• **WHAT THIS EXERCISE ASKS**
a: In the horror-writing advice, what does the writer suggest making a list of, whatever the genre?
b: Pick up the horror-writing advice after its final sentence and keep going in the same voice.

• **DOCUMENT EXCERPT**
****

And there are a lot of ways you could take this. Maybe you could write a rom com about a down-on-her-luck magazine editor who can’t keep a man because her horrible IBS means she shits her pants in her sleep like at least twice a week.

Or how about a dystopian science fiction story about a man who was the lone survivor of a nuclear bomb and now travels the country with a portable freezer of his semen, in case he has ED by the time he finds another woman to repopulate the Earth with. These are scenarios that everyone can relate to.

No matter the genre, I’d suggest writing a list of the things that scare you most. Here’s what I came up with.

Tip 2: Make Your Reader Empathize With Your Character

Horror is all about empathy. If a person wanted to see bad things happen to people they hated, they could simply travel to Oklahoma and go to a public execution. And if that didn’t work, they could also simply hang around Oklahoma for a while.

Getting a reader onboard in horror is crucial because so much of the rest of the book relies on supernatural elements that require suspension of disbelief, so that emotional connection is the thing keeping them invested.

****

• **STORED DATA**
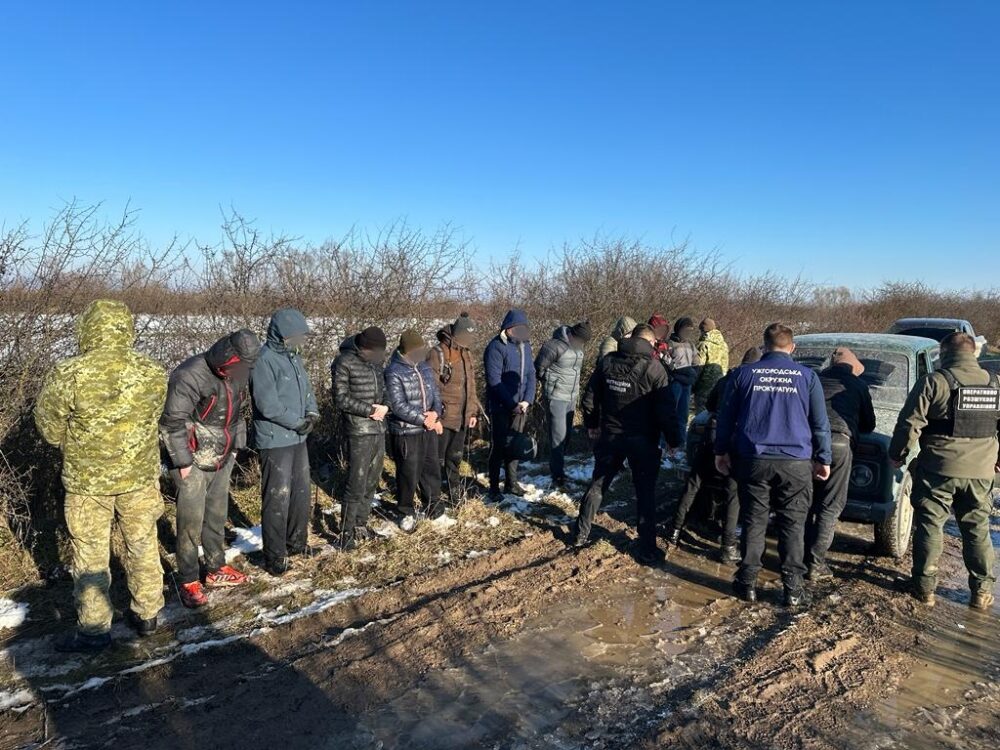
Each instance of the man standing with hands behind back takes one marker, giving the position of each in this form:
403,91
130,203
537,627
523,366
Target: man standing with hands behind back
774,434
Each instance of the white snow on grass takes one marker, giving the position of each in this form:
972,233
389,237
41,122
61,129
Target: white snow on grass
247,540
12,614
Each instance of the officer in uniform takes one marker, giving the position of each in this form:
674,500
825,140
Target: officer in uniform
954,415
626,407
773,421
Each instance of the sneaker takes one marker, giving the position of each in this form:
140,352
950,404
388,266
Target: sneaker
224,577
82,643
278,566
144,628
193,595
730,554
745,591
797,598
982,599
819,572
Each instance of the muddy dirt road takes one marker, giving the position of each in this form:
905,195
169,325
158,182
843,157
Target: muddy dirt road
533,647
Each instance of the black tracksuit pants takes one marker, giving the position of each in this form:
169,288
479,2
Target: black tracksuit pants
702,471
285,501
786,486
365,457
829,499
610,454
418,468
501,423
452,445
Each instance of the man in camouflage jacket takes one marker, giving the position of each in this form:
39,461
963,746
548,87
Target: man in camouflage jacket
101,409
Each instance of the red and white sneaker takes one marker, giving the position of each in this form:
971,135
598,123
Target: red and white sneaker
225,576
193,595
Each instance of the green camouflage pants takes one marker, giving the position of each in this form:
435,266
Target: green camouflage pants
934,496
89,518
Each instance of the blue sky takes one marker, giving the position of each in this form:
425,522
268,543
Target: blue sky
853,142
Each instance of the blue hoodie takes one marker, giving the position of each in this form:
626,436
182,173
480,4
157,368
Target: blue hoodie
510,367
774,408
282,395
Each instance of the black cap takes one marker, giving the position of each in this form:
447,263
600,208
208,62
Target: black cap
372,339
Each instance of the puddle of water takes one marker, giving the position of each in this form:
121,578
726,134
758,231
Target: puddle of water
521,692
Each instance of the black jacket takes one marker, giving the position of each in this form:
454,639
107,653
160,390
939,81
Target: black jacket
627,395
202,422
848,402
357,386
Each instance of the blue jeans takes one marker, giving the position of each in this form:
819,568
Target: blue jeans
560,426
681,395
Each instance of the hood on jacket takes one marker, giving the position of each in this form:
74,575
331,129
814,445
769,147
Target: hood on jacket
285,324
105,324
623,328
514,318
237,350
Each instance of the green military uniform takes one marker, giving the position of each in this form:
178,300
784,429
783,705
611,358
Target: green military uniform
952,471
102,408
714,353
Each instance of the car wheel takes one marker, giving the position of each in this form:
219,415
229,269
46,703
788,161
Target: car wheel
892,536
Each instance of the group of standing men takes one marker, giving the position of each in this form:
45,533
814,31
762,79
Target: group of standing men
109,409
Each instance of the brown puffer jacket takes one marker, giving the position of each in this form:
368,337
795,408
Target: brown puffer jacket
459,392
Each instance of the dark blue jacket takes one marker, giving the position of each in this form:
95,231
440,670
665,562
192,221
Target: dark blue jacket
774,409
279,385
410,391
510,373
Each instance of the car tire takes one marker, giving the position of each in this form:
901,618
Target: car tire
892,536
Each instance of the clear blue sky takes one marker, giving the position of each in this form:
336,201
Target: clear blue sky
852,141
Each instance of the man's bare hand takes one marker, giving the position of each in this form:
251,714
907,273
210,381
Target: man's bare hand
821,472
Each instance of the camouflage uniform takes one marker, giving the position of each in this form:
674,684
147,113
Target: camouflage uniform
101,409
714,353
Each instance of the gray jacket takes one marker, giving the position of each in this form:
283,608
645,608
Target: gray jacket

****

• **ANSWERS**
a: The things that scare you most.

b:
For example, I’m sure everyone who’s watched The Shining (and who’s not paying attention to the minotaurs or Kubrick’s cryptic confession that he faked the moon landing) is really invested in whether or not this normal family can be happy and whole again. We don’t mind the furry blowjobs because we are mainly rooting for Danny and Wendy to survive.

Tip 3: Make Things Worse and Worse For Your Character

Stories need to show some sort of progression and horror writers are often the best at this because the final scare needs to be the scariest. In Faulkner’s short story “A Rose For Emily,” we don’t realize that the protagonist is sleeping with her husband’s corpse until the very end of the story. If we knew that at the beginning, it would’ve been a very different story.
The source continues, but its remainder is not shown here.